Nesse contexto, crescia o movimento tradicionalista e a proverbial valentia gaúcha era acalentada. O lema da Revolução de 30 (“Rio Grande, de pé pelo Brasil”) valia em 61. Bombachas e chimarrão eram os símbolos daqueles “indignados” de 50 anos atrás. “Brizola foi o último porta-voz dessa referência cultural. Soube apelar para os valores do inconsciente coletivo”, analisa Felizardo. Anos mais tarde, Moacyr Scliar captaria as contradições do momento no romance Mês de Cães Danados – Uma Aventura nos Tempos da Legalidade [L&PM, 1977]. Na trama vigorosa, a tradicional família gaúcha encara a miséria e a sarjeta. Naquele 61, Erico Verissimo finalizara o seu épico O Tempo e o Vento.

Militares

Na Matriz, os militares chegam para falar com Brizola no palácio. Há quem ache que o governador pode ser preso. O historiador Jorge Ferreira, autor de João Goulart, uma Biografia [Civilização Brasileira, 2011], em entrevista à Folha, relata: “Machado Lopes e os generais chegaram num jipe. Nas escadarias do palácio, diante deles, havia cerca de 100 mil pessoas. O silêncio era enorme. Quando eles subiram as escadas (permitindo que a população os visse), alguém começou a cantar o Hino Nacional. Machado Lopes e os generais pararam, viraram-se para o povo, botaram a mão no peito e também cantam o hino. Milhares de pessoas choraram nesse momento” (leia a íntegra em folha.com/ilustrissima).

No palácio, Machado Lopes comunica oficialmente a Brizola que os generais do 3º Exército “decidiram, por maioria de votos, que só aceitam a solução para a crise dentro da Constituição; por conseguinte, com a posse do vice-presidente”. O 3º Exército aderia à legalidade e desafiava a junta militar golpista. Lá fora, a multidão festeja.

Aos 61 anos, Machado Lopes comandava a maior força militar brasileira: 120 mil homens no Paraná, em Santa Catarina e no Rio Grande do Sul, anotam os jornalistas Paulo Markun e Duda Hamilton na detalhada narrativa de 61, Que As Armas Não Falem [Senac, 2001]. O general não era um esquerdista infiltrado: ao contrário, foi um opositor do tenentismo, da Coluna Prestes e lutara contra os comunistas em 1935.

Moniz Bandeira aponta a existência de distintas tendências nas Forças Armadas, com maioria para os legalistas. Para ele, a Guerra Fria alterou o quadro: “Os EUA modificaram sua estratégia e passaram a incentivar a participação dos militares na política interna de seus países.” O objetivo era conter o avanço do comunismo. “Na Campanha da Legalidade, pela primeira vez a cisão nas Forças Armadas se expressou publicamente”.

- _Descrição da tarefa_: No trecho sobre a Campanha da Legalidade, quantos homens Machado Lopes comandava aos 61 anos, e em quais estados?

- _Conteúdo dos dados_:
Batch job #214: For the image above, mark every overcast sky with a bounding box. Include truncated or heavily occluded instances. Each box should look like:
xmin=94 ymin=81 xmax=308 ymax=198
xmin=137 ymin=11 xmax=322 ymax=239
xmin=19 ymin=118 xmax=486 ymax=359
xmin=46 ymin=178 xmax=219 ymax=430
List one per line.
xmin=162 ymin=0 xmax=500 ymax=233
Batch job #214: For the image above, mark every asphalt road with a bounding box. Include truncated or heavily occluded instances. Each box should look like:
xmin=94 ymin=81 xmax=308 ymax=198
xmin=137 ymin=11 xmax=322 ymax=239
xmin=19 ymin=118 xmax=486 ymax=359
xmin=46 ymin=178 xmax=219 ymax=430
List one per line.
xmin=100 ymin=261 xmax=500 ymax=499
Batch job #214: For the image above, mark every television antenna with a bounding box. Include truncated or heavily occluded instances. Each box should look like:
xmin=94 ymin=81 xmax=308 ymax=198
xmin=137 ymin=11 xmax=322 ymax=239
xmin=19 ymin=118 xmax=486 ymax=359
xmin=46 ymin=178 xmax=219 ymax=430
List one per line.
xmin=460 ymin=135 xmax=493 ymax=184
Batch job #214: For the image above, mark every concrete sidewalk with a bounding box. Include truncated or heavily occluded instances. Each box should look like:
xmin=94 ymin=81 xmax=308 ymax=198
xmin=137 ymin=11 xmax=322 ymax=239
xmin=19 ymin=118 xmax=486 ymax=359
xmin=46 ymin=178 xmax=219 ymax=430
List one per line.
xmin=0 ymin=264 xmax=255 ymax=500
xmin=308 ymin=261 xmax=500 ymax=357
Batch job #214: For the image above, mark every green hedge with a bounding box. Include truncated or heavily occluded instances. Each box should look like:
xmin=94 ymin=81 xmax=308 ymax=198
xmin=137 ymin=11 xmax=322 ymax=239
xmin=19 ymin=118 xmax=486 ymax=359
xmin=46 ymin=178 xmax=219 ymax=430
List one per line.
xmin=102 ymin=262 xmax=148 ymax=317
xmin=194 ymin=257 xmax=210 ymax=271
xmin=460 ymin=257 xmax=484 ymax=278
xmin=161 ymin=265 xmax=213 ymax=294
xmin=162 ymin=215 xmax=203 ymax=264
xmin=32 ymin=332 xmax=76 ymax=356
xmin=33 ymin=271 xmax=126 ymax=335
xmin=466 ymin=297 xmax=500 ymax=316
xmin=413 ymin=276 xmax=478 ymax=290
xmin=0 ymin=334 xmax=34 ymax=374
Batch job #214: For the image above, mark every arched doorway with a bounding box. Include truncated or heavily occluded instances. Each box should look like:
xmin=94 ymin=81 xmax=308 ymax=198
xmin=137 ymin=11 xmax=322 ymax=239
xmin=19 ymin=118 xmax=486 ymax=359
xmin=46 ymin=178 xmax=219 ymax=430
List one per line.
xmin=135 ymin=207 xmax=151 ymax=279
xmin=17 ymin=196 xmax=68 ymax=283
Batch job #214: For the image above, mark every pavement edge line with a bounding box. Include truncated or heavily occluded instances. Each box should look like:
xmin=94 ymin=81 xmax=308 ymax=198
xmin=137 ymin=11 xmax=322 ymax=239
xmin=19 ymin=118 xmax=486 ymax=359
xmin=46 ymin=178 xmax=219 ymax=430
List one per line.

- _Resposta da tarefa_: 120 mil homens, no Paraná, em Santa Catarina e no Rio Grande do Sul.